• **Tekstfragment**:
---+---

Ministerie van Landbouw, Natuurbeheer en Visserij
Zeehondenvirus bereikt Waddenzee
19 juni 2002 -
Op Vlieland is de eerste zeehond gevonden met het zogenaamde phocine distemper virus, oftewel de zeehondenziekte. Dit virus is zeer besmettelijk voor zeehonden, maar is niet gevaarlijk voor de mens. De zeehond is op 16 juni jl. gevonden door een medewerker van de Zeehondencreche Pieterburen en overgebracht naar Pieterburen. Na virologisch onderzoek door Erasmus MC in Rotterdam bleek vandaag dat het inderdaad gaat om hetzelfde virus, dat sinds mei dit jaar slachtoffers heeft gemaakt onder de zeehonden in de Deense en Zweedse wateren. Omdat zeehonden 150 km op een dag kunnen zwemmen, was al verwacht dat het virus ook in de Waddenzee zou opduiken. Het virus is hetzelfde dat in 1988 voor grote sterfte onder de zeehonden in West-Europa heeft gezorgd. De zeehond van Vlieland is inmiddels dood gegaan.

---+---

• **Gegevensset**:

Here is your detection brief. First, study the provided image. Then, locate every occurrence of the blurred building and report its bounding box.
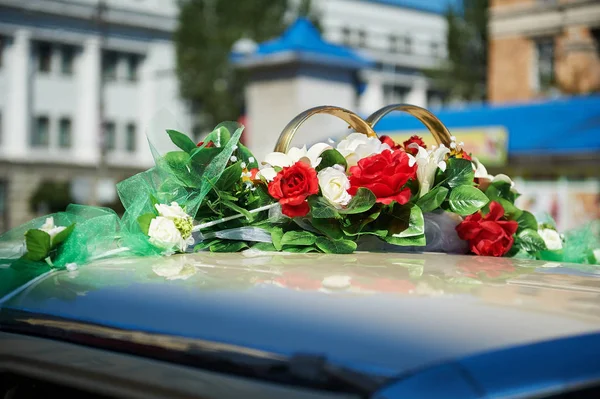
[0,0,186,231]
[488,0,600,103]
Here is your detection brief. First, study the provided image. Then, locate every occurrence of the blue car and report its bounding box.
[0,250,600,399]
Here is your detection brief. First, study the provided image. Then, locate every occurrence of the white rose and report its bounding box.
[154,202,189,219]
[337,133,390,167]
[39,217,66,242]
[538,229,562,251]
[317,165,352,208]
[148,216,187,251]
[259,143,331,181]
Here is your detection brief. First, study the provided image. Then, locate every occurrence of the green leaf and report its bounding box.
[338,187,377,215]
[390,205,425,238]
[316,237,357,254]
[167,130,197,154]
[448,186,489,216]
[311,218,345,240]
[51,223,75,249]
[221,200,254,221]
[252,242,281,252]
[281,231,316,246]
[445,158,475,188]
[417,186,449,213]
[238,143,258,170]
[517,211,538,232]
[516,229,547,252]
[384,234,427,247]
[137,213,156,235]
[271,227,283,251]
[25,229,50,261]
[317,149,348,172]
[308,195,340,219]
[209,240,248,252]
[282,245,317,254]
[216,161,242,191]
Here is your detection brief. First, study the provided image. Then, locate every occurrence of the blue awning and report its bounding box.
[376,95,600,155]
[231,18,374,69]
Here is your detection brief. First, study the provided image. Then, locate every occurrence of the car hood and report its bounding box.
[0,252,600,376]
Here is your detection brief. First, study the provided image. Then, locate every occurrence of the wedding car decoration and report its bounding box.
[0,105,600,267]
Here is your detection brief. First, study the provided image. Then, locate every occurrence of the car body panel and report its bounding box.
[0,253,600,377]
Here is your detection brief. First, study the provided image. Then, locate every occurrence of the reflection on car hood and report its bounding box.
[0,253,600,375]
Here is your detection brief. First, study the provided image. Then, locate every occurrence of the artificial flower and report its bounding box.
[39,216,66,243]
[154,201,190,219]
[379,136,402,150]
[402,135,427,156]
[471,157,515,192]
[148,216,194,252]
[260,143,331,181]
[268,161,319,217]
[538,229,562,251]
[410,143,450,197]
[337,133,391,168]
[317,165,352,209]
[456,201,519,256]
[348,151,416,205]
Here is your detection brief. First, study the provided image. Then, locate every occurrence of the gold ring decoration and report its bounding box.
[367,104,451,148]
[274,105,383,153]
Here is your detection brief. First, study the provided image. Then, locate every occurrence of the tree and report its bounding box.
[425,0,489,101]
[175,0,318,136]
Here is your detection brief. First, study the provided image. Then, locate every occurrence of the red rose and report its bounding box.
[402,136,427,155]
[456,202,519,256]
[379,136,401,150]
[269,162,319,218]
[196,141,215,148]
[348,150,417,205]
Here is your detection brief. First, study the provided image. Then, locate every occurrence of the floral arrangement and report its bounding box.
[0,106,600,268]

---+---

• **Opdrachten**:
A - Op welk eiland is volgens de tekst over het zeehondenvirus de eerste besmette zeehond gevonden?
B - Schrijf het stuk van "Ministerie van Landbouw, Natuurbeheer" tot en met "inmiddels dood gegaan." uit de tekst over het zeehondenvirus opnieuw op en verruil daarin "Vlieland" voor "Terschelling".

• **Uitwerkingen**:
A - Op Vlieland.

B -
Ministerie van Landbouw, Natuurbeheer en Visserij
Zeehondenvirus bereikt Waddenzee
19 juni 2002 -
Op Terschelling is de eerste zeehond gevonden met het zogenaamde phocine distemper virus, oftewel de zeehondenziekte. Dit virus is zeer besmettelijk voor zeehonden, maar is niet gevaarlijk voor de mens. De zeehond is op 16 juni jl. gevonden door een medewerker van de Zeehondencreche Pieterburen en overgebracht naar Pieterburen. Na virologisch onderzoek door Erasmus MC in Rotterdam bleek vandaag dat het inderdaad gaat om hetzelfde virus, dat sinds mei dit jaar slachtoffers heeft gemaakt onder de zeehonden in de Deense en Zweedse wateren. Omdat zeehonden 150 km op een dag kunnen zwemmen, was al verwacht dat het virus ook in de Waddenzee zou opduiken. Het virus is hetzelfde dat in 1988 voor grote sterfte onder de zeehonden in West-Europa heeft gezorgd. De zeehond van Terschelling is inmiddels dood gegaan.